#### [EXTRACT TO READ]
--------------------------------------------------

Health Care Is the Only Thing Standing Between Your Staff and the Door


A new study finds that a choice of a healthcare plan made by most financial executives can make or break employee retention.

Healthcare remains a key benefit to employee retention, with nearly half the workers recently polled admitting they would bolt to a new job if the position had comparable cost and coverage to their medical current benefits.

“The Congressional Budget Office estimates that, because of the Affordable Care Act, workers may “choose to supply less labor” equivalent to two million full-time jobs, between 2017 and 2024,” said a statement from Securian Financial Group, the firm that conducted the study titled  Job lock: Hanging on for health insurance.“This prompts the question: How many workers see themselves as “job locked” – reluctant to change jobs for fear of losing health insurance?”

The survey polled 767 Americans that were employed full-time (94 percent) or part-time (6 percent) and currently had health insurance. Respondents were asked whether they would quit their jobs if they could buy health insurance comparable in cost and coverage to the policies they currently have through their employers.

A whopping 40 percent said they would quit their current job if they could find comparable coverage and more than half (56 percent) say they have considered leaving their jobs but didn’t because they didn’t want to give up their health insurance.

Interestingly, a large majority of the respondents say they liked the work they do in their current jobs “but many of them dream about doing something else,” according to the report’s summary.

CFOs and other financial executives have been struggling with maintaining healthcare as a key employee benefit since the adoption of the Affordable Care Act (ACA). A recent Bank of America/Merrill Lynch survey found  nearly two-thirds of CFOs said their companies will keep their existing healthcare plans and that 13 percent expect to offer a “slimmed-down version of current benefits” and shift more costs to employees.

--------------------------------------------------

#### [AIM OF THE TASK]
Please copy, word for word, the portion of the health care article that opens with the words containing "A whopping 40" and closes with "costs to employees.".

#### [DATASET EXCERPTS]

--------------------------------------------------

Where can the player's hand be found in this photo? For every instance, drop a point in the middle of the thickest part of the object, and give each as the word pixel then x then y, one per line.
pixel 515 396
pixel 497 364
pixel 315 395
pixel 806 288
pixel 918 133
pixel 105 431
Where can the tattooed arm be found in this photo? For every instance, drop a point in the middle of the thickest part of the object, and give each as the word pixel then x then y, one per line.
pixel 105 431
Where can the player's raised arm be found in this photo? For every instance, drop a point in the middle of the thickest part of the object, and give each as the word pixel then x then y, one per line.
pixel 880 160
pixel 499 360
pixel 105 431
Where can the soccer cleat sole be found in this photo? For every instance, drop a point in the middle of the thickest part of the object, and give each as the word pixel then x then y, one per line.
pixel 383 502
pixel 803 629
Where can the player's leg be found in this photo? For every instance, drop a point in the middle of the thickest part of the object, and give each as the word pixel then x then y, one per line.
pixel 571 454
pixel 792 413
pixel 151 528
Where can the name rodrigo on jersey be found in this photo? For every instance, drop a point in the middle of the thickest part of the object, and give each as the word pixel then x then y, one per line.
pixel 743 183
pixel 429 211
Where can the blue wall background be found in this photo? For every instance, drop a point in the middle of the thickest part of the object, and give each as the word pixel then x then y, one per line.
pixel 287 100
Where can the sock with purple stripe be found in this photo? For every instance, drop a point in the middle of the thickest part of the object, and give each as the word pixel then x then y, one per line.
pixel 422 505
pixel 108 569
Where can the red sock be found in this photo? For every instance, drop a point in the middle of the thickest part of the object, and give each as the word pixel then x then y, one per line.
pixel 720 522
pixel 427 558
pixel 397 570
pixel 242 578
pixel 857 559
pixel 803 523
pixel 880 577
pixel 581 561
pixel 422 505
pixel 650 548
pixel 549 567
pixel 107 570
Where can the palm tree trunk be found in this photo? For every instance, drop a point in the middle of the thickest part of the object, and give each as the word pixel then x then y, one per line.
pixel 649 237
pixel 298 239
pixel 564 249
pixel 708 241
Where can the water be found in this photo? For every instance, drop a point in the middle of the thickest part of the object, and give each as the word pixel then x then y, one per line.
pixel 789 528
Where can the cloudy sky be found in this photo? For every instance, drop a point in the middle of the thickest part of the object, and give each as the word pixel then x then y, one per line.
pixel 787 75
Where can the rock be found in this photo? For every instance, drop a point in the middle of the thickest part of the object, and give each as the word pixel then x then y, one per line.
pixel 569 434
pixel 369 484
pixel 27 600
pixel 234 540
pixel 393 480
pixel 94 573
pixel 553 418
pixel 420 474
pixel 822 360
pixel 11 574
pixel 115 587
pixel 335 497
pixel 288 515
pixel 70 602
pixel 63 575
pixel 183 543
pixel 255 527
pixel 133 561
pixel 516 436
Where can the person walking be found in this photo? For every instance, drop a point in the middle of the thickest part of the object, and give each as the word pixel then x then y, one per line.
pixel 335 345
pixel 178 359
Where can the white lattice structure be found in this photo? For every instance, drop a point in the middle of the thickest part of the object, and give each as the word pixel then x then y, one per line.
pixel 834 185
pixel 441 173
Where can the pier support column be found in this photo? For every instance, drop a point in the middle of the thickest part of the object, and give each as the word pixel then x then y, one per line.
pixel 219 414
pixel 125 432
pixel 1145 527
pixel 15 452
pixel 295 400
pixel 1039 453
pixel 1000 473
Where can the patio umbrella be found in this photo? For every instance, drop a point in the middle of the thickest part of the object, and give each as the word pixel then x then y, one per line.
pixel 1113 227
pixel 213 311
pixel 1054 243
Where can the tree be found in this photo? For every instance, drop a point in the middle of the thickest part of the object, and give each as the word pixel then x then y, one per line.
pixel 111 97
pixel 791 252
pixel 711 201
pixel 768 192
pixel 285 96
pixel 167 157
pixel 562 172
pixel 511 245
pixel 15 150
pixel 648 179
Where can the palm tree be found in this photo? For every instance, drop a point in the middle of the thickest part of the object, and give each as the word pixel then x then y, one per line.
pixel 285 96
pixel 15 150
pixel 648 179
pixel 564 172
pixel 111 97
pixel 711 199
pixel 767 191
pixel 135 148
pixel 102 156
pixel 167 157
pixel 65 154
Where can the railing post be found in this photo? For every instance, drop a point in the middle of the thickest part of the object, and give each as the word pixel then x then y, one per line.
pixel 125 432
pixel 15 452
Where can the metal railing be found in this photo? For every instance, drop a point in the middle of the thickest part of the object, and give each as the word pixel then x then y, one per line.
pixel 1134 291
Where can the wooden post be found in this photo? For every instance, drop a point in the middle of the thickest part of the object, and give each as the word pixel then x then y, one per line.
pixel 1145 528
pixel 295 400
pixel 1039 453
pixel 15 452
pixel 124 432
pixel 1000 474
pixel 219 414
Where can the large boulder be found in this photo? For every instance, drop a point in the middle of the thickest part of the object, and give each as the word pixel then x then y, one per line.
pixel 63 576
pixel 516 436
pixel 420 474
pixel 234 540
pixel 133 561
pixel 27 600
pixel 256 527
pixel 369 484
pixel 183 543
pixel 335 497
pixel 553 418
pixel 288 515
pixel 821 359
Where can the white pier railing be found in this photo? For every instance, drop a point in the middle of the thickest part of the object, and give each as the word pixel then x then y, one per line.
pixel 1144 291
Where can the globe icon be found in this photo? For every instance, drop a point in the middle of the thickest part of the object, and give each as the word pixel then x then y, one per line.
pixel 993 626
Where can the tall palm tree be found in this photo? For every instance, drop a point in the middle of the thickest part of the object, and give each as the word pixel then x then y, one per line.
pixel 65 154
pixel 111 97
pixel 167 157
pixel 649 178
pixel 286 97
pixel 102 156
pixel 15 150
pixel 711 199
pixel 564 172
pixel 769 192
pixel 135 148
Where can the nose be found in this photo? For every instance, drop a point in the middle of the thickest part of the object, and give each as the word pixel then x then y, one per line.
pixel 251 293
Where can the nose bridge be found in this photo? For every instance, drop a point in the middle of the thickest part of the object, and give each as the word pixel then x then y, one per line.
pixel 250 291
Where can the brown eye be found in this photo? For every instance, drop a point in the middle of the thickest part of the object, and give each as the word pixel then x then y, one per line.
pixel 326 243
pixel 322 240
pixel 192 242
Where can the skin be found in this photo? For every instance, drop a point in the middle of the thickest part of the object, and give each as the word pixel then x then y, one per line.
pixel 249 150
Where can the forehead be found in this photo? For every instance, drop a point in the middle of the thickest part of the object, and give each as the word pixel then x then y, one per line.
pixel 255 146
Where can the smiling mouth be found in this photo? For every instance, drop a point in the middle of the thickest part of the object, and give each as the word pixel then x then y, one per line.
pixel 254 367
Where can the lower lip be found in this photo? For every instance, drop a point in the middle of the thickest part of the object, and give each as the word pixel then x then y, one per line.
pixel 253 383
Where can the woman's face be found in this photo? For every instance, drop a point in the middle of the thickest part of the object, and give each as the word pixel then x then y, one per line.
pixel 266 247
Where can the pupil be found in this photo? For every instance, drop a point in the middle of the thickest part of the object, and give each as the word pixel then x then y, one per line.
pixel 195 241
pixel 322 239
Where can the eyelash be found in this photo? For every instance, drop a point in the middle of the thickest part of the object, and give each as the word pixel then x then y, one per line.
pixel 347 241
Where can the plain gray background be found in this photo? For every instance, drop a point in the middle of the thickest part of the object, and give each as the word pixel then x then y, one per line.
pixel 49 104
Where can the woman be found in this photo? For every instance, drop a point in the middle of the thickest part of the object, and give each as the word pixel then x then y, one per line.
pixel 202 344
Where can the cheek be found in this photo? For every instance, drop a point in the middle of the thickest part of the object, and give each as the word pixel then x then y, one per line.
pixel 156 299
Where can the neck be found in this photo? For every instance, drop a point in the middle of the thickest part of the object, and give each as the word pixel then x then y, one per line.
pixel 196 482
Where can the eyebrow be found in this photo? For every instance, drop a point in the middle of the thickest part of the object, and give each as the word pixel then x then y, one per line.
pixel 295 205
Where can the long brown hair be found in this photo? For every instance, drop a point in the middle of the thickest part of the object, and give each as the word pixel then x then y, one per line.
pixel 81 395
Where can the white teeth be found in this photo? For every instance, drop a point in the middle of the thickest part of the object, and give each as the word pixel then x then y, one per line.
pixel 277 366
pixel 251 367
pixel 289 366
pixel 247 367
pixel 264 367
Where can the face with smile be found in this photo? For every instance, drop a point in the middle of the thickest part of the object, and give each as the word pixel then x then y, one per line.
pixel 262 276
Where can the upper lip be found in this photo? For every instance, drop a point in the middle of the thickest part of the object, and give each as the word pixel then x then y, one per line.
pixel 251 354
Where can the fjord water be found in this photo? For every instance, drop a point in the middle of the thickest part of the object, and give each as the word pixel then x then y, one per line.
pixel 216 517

--------------------------------------------------

#### [RESPONSE]
A whopping 40 percent said they would quit their current job if they could find comparable coverage and more than half (56 percent) say they have considered leaving their jobs but didn’t because they didn’t want to give up their health insurance.

Interestingly, a large majority of the respondents say they liked the work they do in their current jobs “but many of them dream about doing something else,” according to the report’s summary.

CFOs and other financial executives have been struggling with maintaining healthcare as a key employee benefit since the adoption of the Affordable Care Act (ACA). A recent Bank of America/Merrill Lynch survey found  nearly two-thirds of CFOs said their companies will keep their existing healthcare plans and that 13 percent expect to offer a “slimmed-down version of current benefits” and shift more costs to employees.